● Aim of the exercise: Transcribe, word for word, all of the entries below, and exclude any pictures from the copy.

● Information supplied:
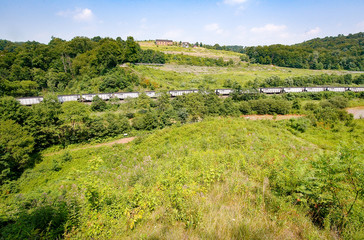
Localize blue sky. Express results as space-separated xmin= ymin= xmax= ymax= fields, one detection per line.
xmin=1 ymin=0 xmax=364 ymax=46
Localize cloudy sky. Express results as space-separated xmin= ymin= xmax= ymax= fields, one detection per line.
xmin=1 ymin=0 xmax=364 ymax=46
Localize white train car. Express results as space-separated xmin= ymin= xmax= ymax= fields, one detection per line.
xmin=97 ymin=93 xmax=112 ymax=100
xmin=327 ymin=87 xmax=346 ymax=92
xmin=283 ymin=87 xmax=304 ymax=93
xmin=81 ymin=94 xmax=97 ymax=101
xmin=145 ymin=91 xmax=157 ymax=98
xmin=260 ymin=88 xmax=282 ymax=94
xmin=215 ymin=89 xmax=232 ymax=95
xmin=122 ymin=92 xmax=139 ymax=99
xmin=58 ymin=95 xmax=80 ymax=103
xmin=114 ymin=92 xmax=128 ymax=100
xmin=304 ymin=87 xmax=326 ymax=92
xmin=17 ymin=97 xmax=44 ymax=105
xmin=169 ymin=90 xmax=197 ymax=97
xmin=349 ymin=87 xmax=364 ymax=92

● The completed task:
Localize blue sky. Express results as space-separated xmin= ymin= xmax= ymax= fields, one detection per line.
xmin=1 ymin=0 xmax=364 ymax=46
Localize cloudy sky. Express results as space-separated xmin= ymin= xmax= ymax= fields, one detection per line.
xmin=1 ymin=0 xmax=364 ymax=46
Localize white train car. Express results as space-separated xmin= ymin= xmax= ymax= fields, one detection per line.
xmin=97 ymin=93 xmax=112 ymax=100
xmin=327 ymin=87 xmax=346 ymax=92
xmin=283 ymin=87 xmax=304 ymax=93
xmin=81 ymin=94 xmax=97 ymax=101
xmin=145 ymin=91 xmax=157 ymax=98
xmin=260 ymin=88 xmax=282 ymax=94
xmin=215 ymin=89 xmax=232 ymax=95
xmin=122 ymin=92 xmax=139 ymax=99
xmin=58 ymin=95 xmax=80 ymax=103
xmin=114 ymin=92 xmax=128 ymax=100
xmin=304 ymin=87 xmax=326 ymax=92
xmin=17 ymin=97 xmax=44 ymax=105
xmin=169 ymin=90 xmax=197 ymax=97
xmin=349 ymin=87 xmax=364 ymax=92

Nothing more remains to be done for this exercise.